• **指定課題 A**: 提示文は「山を動かすほどの信仰」という言い方について、山を動かすのはだれだとしているか。またそれに基づいて信仰をどう説明しているかを、1〜3文で述べよ。

• **提示文**:
ショートメッセージ 〜2022年6月1日〜10日

6月 1「マルコによる福音書112025
 はっきり言っておく。だれでもこの山に向かい、『立ち上がって、海に飛び込め』と言い、少しも疑わず、自分の言うとおりになると信じるならば、そのとおりになる。
(マルコによる福音書11章23節)
枯れたいちじくは、エルサレム神殿を示していると言われます。イエス様が再三批判されたにも関わらず、イスラエルの人たちは耳を貸しませんでした。紀元70年に起こったエルサレム神殿崩壊といちじくが枯れたこととを、人々は重ね合わせたのでしょう。
イエス様は「神を信じなさい」と語られます。「山を動かすほどの信仰」という言い方がありますが、山を動かすのはその人ではなく神さまです。神さまならきっとそうしてくださると疑わずに信じること、それが信仰なのです。
わたしたちの教会は、その信仰の上に立っているでしょうか。信じて祈っているでしょうか。枯れたいちじくの木や崩壊したエルサレム神殿のように、なってはいないでしょうか。

• **指定課題 B**: 記録のうち、「Might I trouble you for the coordinates of the fruit」を含む行から記録の末尾までを、一字一句変えずに再現せよ。

• **利用可能な記録**:
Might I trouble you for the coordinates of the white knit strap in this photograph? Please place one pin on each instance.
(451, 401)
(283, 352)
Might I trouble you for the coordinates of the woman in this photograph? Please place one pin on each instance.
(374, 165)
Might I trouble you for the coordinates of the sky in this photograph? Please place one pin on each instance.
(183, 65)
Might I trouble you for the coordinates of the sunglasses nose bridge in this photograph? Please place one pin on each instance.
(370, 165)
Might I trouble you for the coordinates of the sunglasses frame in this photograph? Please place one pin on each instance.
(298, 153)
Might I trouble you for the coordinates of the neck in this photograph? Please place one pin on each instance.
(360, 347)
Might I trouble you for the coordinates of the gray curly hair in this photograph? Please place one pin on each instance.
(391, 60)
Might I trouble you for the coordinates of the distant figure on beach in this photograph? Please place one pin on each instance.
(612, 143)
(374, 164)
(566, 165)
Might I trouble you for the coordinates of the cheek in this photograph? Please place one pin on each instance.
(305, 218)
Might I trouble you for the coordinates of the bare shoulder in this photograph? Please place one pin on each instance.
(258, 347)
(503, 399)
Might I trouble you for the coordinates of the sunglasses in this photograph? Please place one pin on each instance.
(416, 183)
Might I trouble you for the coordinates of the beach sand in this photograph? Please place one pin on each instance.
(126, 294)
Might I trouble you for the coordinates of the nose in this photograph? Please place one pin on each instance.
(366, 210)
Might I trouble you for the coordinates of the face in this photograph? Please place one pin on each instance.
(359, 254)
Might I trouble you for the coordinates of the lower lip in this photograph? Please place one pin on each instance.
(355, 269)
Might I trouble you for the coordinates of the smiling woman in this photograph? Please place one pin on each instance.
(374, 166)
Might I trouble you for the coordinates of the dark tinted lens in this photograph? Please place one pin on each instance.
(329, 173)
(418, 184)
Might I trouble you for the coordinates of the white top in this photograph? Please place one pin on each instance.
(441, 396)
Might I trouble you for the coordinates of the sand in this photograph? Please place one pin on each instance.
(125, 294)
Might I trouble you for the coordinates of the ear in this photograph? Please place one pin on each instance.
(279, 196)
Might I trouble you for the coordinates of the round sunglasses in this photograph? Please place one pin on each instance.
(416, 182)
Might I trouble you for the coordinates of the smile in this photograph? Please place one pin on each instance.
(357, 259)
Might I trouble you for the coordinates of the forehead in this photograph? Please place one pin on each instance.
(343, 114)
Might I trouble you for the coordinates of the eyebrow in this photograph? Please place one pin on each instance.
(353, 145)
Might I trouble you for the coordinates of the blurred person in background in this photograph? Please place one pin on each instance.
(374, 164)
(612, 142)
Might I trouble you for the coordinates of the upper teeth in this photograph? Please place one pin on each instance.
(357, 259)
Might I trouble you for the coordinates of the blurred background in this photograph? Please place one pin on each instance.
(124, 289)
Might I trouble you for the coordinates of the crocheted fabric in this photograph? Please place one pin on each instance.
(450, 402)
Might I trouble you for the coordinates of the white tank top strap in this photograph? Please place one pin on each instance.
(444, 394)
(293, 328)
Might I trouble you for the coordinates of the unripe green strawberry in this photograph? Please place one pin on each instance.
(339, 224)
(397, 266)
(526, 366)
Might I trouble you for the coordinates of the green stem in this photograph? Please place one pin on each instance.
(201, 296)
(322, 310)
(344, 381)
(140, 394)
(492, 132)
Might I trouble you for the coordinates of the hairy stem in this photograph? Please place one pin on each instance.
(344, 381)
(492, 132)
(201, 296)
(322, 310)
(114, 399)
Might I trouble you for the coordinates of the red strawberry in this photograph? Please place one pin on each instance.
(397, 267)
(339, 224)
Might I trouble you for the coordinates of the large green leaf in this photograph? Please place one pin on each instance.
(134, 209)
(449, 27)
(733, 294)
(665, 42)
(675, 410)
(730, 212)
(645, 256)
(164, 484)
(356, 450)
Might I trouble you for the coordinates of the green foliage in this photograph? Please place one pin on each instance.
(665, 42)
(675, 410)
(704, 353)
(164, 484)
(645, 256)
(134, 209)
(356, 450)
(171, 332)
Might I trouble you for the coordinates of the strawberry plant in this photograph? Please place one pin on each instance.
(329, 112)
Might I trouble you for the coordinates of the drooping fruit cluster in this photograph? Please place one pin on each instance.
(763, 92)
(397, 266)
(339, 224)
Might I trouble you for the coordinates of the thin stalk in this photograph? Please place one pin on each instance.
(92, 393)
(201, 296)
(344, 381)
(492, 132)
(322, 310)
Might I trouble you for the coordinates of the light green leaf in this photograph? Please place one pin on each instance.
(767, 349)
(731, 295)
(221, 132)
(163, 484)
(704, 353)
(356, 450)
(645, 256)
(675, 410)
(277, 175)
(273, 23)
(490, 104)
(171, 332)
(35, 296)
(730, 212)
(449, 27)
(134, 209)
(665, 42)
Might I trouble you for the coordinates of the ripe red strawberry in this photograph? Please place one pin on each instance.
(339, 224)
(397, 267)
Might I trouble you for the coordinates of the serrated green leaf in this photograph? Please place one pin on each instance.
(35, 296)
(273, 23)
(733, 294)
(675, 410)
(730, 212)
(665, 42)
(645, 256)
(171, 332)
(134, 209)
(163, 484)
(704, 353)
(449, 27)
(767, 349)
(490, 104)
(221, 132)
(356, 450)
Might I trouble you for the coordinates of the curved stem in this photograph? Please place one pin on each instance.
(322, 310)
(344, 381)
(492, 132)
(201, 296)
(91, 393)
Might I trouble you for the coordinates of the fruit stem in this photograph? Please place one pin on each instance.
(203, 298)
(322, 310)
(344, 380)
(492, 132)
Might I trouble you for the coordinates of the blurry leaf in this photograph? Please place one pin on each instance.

• **回答全文 A**: 山を動かすのはその人ではなく神さまである。それゆえ信仰とは、神さまならきっとそうしてくださると疑わずに信じることだと説明されている。

• **回答全文 B**:
Might I trouble you for the coordinates of the fruit stem in this photograph? Please place one pin on each instance.
(203, 298)
(322, 310)
(344, 380)
(492, 132)
Might I trouble you for the coordinates of the blurry leaf in this photograph? Please place one pin on each instance.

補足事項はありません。